Goal of the exercise →
Repeat the listing exactly as given, omitting every image.

Data excerpts →
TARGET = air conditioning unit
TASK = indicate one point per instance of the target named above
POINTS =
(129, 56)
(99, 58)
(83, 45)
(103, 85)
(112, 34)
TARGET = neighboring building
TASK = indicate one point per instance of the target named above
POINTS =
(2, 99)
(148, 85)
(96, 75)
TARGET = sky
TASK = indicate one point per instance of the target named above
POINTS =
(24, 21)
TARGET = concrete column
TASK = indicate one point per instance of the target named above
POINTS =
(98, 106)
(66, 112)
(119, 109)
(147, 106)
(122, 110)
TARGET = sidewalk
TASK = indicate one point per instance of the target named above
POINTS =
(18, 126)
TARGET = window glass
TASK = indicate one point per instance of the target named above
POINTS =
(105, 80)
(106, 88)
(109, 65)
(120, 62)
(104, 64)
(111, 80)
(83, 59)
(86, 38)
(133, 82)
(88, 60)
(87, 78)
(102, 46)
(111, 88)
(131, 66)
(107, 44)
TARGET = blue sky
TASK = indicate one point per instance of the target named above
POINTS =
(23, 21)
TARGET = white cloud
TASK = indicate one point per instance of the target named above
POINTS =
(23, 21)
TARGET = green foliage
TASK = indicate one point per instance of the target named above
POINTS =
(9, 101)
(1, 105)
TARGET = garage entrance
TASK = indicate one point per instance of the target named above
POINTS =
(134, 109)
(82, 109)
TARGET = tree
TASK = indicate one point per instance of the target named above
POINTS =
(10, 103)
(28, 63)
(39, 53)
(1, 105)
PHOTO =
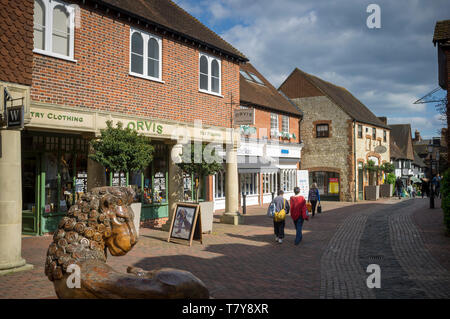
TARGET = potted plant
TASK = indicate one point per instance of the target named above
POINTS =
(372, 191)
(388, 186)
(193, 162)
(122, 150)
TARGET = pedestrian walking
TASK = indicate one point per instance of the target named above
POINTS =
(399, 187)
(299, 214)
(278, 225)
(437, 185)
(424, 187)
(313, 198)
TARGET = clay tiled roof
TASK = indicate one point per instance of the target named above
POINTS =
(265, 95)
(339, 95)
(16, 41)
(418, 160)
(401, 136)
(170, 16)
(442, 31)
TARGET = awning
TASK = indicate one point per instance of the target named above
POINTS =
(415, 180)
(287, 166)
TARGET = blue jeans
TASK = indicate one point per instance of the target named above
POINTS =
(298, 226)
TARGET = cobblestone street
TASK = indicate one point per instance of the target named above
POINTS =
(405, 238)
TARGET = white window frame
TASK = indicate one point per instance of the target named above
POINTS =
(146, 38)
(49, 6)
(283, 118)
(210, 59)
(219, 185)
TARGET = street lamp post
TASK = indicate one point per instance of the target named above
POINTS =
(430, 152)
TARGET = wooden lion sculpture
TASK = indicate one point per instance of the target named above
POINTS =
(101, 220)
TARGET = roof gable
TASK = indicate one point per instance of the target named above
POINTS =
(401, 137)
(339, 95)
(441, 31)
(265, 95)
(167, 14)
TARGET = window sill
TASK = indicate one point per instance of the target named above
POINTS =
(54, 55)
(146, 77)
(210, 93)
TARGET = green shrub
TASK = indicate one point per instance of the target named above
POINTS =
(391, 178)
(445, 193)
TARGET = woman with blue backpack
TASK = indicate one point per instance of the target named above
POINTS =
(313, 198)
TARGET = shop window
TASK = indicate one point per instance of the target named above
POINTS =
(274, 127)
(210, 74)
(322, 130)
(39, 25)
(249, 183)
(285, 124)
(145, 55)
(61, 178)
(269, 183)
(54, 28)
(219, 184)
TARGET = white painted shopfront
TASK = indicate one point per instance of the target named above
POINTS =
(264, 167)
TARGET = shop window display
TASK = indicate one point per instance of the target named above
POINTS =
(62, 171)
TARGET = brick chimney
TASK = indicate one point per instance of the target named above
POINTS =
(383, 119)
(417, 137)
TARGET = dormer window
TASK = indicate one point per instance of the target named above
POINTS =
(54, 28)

Answer below →
TARGET = air conditioning unit
TASK = indicate one point per instance of the target named above
POINTS =
(129, 56)
(99, 58)
(83, 45)
(103, 85)
(112, 34)
TARGET = neighboring building
TASK = indicate one point per instance of the target named above
POINTS =
(2, 99)
(148, 85)
(96, 75)
TARGET = sky
TASK = indicate one point per instance of the target named above
POINTS =
(24, 21)
TARGET = concrete column
TASK = indicate one point per instance of the target named above
POINTS =
(98, 106)
(66, 112)
(119, 109)
(147, 106)
(122, 110)
TARGET = sidewalk
TASK = indicate one point per instance of the target named above
POINTS =
(18, 126)
TARGET = window glass
TASK = indicate one point per instance of the target named above
POINTS =
(105, 80)
(106, 88)
(109, 65)
(120, 62)
(104, 64)
(111, 80)
(83, 59)
(86, 38)
(133, 82)
(88, 60)
(87, 78)
(102, 46)
(111, 88)
(131, 66)
(107, 44)
TARGET = blue sky
TASK = indicate one point per instance of the target named above
POINTS =
(23, 21)
TARGET = white cloud
TASK = indicate one point per instance of the target named above
POINTS =
(23, 21)
TARGET = green foliage
TASK = indicate one point per instance of the target named above
POINTS =
(9, 101)
(1, 105)
TARGET = garage entrance
TASK = indicate one point per instance of the target named above
POINTS =
(134, 109)
(82, 109)
TARGET = tree
TASK = indicate one point per instance of the target named above
POINTS =
(10, 103)
(28, 63)
(39, 53)
(1, 105)
PHOTO =
TARGET = potted plant
TASK = indicate one point per instance of the target named above
POINTS =
(372, 191)
(388, 186)
(193, 162)
(122, 150)
TARGET = pedestrian walking
TASK = indicate one point per instance of the target named above
POINTS =
(399, 187)
(299, 214)
(278, 225)
(437, 185)
(424, 187)
(313, 198)
TARGET = clay tiled roof
TASK = indicate one point per instance of the target named above
POINTS =
(265, 95)
(339, 95)
(16, 41)
(418, 160)
(401, 136)
(170, 16)
(442, 31)
TARGET = awning
TASK = indicate one point per instance of the target named above
POINTS =
(415, 180)
(287, 166)
TARGET = blue jeans
TASK = indicate one point per instance of the target named above
POINTS =
(298, 226)
TARGET = cobblestone street
TASK = indicate one point per instance of the target named above
POINTS =
(405, 238)
TARGET = white window frame
TASK = indicate one point per instance of the target named above
POINTS =
(146, 38)
(49, 6)
(283, 118)
(210, 59)
(219, 185)
TARGET = street lamp post
TASK = indicate one point per instance of the target named above
POINTS =
(430, 152)
TARGET = wooden lion sculpture
TASK = indicate one point per instance of the target named above
POINTS =
(101, 220)
TARGET = roof gable
TASK = indicate one point per instance of the target named above
POINTS =
(401, 137)
(339, 95)
(441, 31)
(265, 95)
(167, 14)
TARGET = window sill
TASK = indicate one point per instance of the target named above
POINTS =
(54, 55)
(146, 77)
(210, 93)
TARGET = green shrub
TASK = indicate one point per instance of the target named above
POINTS =
(391, 178)
(445, 193)
TARGET = woman with blue backpack
TASK = indicate one point per instance of the target named above
POINTS =
(313, 198)
TARGET = shop window
TASK = indicate one point per instance of the target named above
POINTS =
(274, 127)
(210, 74)
(322, 130)
(39, 25)
(249, 183)
(285, 124)
(145, 55)
(61, 178)
(269, 183)
(54, 28)
(219, 184)
TARGET = white painted shopfront
TASK = indicate one point per instance of the target named above
POINTS =
(264, 167)
TARGET = shop window display
TASK = indicate one point per instance of the target named above
POINTS =
(62, 171)
TARGET = brick chimney
TASK = indicate one point per instance of the target named above
POINTS =
(383, 119)
(417, 137)
TARGET = dormer window
TASK = indicate one point per instance of the target named above
POINTS =
(54, 28)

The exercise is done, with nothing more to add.